Whenever a numerical range is indicated herein, it is meant to include any cited numeral (fractional or integral) within the indicated range. The phrases “ranging/ranges between” a first indicate number and a second indicate number and “ranging/ranges from” a first indicate number “to” a second indicate number are used herein interchangeably and are meant to include the first and second indicated numbers and all the fractional and integral numerals therebetween.
It is appreciated that certain features of the present disclosure, which are, for clarity, described in the context of separate embodiments, may also be provided in combination in a single embodiment. Conversely, various features of the present disclosure, which are, for brevity, described in the context of a single embodiment, may also be provided separately or in any suitable sub-combination or as suitable in any other described embodiment of the present disclosure. Certain features described in the context of various embodiments are not to be considered essential features of those embodiments, unless the embodiment is inoperative without those elements.
All publications, patents and patent applications mentioned in this specification are herein incorporated in their entirety by reference into the specification, to the same extent as if each individual publication, patent or patent application was specifically and individually indicated to be incorporated herein by reference. In addition, citation or identification of any reference in this application shall not be construed as an admission that such reference is available as prior art to the present disclosure. To the extent that section headings are used, they should not be construed as necessarily limiting.

Claims

What is claimed is:

1. A network interface card, NIC, for data transfer across a network, comprising:

a memory (106), configured to assign a directing context denoting a first dynamically allocated memory resource and assign a network context denoting a second dynamically allocated memory resource, wherein the directing context is associated with the network context by an external processor, and the directing context is associated with at least one queue with a plurality of tasks, wherein the plurality of tasks are posted by the external processor and designated for execution using a certain network connection;

a NIC processing circuitry, configured to process the plurality of tasks using the directing context and the network context,

wherein the directing context is temporarily assigned for use by the certain network connection during execution of the plurality of tasks, wherein the network context is assigned for use by the certain network connection during a lifetime of the certain network connection; and

in response to an indication of completing execution of the plurality of tasks, the association of the directing context with the network context is released by the external processor while maintaining the assignment of the network context until the certain network connection is terminated.

──────────────────────────────

> Problem requirements: Quote the patent excerpt above word for word, from "a NIC processing" up to and including "connection is terminated.".

──────────────────────────────

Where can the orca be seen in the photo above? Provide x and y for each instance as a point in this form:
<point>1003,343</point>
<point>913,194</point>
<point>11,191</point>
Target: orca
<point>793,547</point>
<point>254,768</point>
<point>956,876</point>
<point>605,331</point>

──────────────────────────────

> Answer below:
a NIC processing circuitry, configured to process the plurality of tasks using the directing context and the network context,

wherein the directing context is temporarily assigned for use by the certain network connection during execution of the plurality of tasks, wherein the network context is assigned for use by the certain network connection during a lifetime of the certain network connection; and

in response to an indication of completing execution of the plurality of tasks, the association of the directing context with the network context is released by the external processor while maintaining the assignment of the network context until the certain network connection is terminated.